Exactly the lines below from the one with "Query: woman in white shirt" up to and including the one with "The component shall point out each instance of the venezuelan" make up the answer, with nothing else added.

··········

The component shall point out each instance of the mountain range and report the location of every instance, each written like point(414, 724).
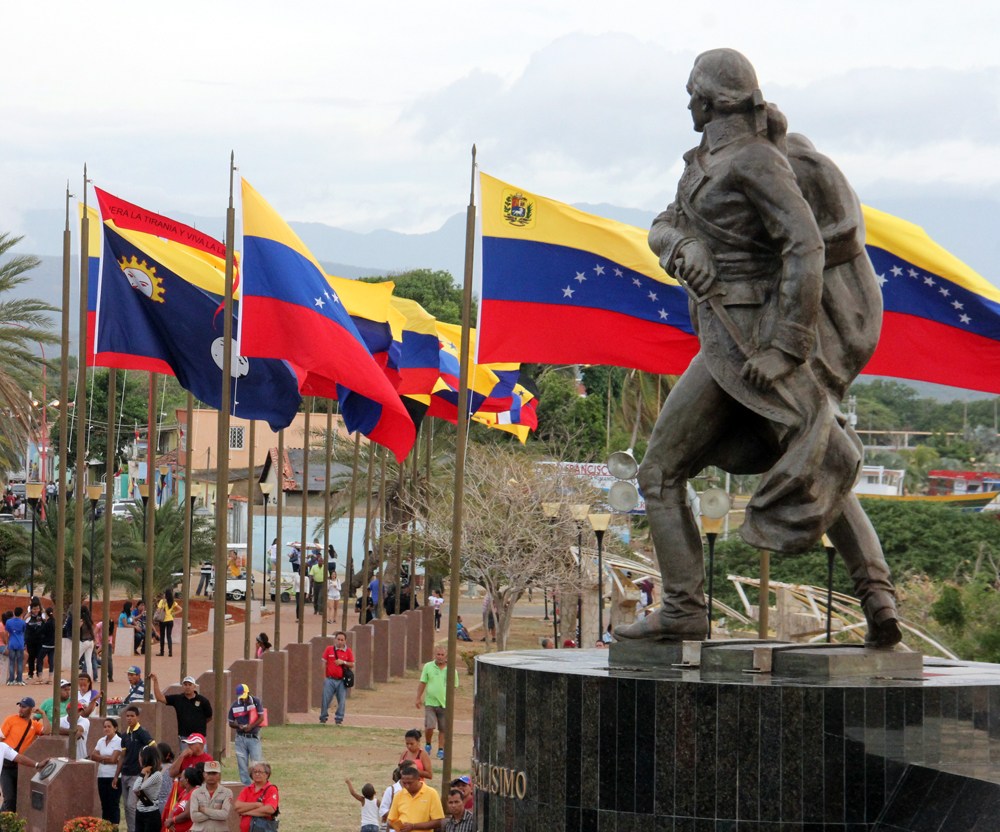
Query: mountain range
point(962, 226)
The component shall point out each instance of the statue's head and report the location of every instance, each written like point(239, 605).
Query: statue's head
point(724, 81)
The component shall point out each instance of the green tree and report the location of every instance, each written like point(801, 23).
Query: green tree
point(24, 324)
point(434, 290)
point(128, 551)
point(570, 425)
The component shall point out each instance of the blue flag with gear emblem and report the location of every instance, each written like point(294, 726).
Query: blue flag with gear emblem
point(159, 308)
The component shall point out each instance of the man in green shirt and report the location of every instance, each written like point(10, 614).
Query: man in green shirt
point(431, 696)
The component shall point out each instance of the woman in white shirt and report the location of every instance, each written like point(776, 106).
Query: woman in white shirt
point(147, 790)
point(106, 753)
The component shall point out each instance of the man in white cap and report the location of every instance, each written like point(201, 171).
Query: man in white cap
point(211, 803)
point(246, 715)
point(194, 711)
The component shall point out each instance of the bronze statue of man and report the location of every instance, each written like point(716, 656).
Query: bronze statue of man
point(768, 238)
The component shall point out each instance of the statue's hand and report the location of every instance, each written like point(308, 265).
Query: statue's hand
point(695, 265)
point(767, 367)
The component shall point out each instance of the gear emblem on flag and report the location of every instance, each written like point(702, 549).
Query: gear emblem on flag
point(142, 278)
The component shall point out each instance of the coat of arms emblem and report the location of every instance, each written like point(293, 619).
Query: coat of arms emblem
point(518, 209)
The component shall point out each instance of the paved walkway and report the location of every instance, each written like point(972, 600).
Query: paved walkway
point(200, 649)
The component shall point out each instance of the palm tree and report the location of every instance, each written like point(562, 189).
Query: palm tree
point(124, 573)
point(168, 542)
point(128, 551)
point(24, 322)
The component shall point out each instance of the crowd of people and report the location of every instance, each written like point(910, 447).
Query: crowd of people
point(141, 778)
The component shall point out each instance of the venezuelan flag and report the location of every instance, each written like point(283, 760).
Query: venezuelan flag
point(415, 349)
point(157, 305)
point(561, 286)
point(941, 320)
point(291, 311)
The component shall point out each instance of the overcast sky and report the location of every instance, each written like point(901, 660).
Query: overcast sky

··········

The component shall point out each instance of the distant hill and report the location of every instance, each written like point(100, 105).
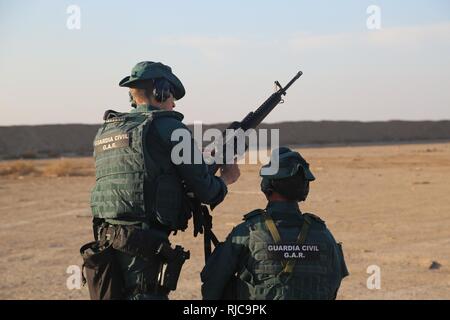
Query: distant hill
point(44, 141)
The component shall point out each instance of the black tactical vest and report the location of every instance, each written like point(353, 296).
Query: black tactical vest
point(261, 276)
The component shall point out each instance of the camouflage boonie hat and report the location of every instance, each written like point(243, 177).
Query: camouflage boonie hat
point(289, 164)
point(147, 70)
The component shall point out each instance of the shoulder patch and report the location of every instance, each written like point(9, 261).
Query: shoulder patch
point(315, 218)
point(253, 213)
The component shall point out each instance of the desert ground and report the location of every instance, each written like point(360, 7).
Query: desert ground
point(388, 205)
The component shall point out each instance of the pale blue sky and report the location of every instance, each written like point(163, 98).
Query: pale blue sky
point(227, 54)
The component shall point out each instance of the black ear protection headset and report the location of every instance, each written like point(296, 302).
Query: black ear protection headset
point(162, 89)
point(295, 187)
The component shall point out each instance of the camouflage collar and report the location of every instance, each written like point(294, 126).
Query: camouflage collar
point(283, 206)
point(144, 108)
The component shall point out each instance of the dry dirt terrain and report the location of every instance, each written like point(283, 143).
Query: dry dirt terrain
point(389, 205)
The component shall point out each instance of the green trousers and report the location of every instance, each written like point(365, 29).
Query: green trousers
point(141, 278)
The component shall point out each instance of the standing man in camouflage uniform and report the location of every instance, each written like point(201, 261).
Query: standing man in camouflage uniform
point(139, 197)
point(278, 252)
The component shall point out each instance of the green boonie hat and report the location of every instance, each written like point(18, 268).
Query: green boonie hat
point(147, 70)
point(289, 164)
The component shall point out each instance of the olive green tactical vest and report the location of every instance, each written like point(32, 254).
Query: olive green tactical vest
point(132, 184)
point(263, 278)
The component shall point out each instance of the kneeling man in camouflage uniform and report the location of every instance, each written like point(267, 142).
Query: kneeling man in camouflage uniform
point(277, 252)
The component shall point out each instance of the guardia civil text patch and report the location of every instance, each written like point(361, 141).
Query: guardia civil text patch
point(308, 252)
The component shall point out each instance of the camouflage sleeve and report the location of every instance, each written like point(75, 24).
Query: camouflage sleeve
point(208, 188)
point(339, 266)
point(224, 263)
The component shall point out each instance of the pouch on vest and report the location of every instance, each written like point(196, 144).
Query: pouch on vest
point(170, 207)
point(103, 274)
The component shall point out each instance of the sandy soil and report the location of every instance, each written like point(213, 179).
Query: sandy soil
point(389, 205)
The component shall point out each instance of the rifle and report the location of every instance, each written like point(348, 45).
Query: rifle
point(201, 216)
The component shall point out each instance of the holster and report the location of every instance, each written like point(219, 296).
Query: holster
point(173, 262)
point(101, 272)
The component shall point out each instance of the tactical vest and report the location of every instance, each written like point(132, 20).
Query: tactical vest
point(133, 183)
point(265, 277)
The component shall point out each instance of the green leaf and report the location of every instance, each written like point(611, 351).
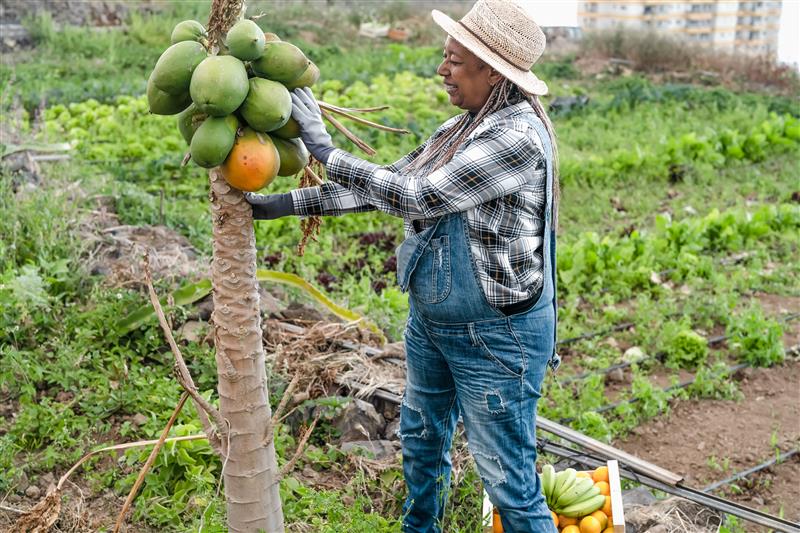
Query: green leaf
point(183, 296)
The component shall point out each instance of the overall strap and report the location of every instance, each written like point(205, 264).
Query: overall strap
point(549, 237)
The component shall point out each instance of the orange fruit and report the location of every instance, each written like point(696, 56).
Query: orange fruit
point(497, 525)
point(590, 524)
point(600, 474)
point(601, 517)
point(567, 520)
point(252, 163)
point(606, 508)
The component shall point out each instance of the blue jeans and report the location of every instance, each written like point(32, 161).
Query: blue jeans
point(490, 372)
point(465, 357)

··········

### Exercise solution
Query: woman in white shirt
point(147, 790)
point(106, 753)
The component shall point out each instance of the man in white cap and report the location of every instance, each written like point(201, 171).
Query: man in white cap
point(211, 803)
point(246, 715)
point(194, 711)
The component shall point out each instance of the bronze statue of man and report the location of every instance, each written like point(716, 656).
Query: bronze statue of man
point(768, 238)
The component shall point out each instance of the statue's hand and report the location of every instance, each written like point(308, 265).
Query: statue's hand
point(695, 265)
point(767, 367)
The component shall point out each instance of the gear emblem on flag and report the location of every instance, each written like point(702, 549).
Query: gear emblem on flag
point(142, 278)
The component shall point out each instance of the coat of arms emblem and report the location of every instance, each written like point(293, 619).
Query: coat of arms emblem
point(518, 209)
The component shall point out each instance of the paved walkway and report the location of every instance, each written like point(972, 600).
Query: paved walkway
point(200, 649)
The component shall point out each instance of the palm tree and report the location of every instance, each written like point(562, 189).
Query: palm tree
point(124, 573)
point(168, 542)
point(128, 551)
point(24, 322)
The component shall point out each instance of the crowd of people and report the location of every instance, each written like point(910, 447).
Query: crowd of people
point(141, 778)
The component shall point out each instance of the venezuelan flag and report the location of every instance, each written like point(283, 760).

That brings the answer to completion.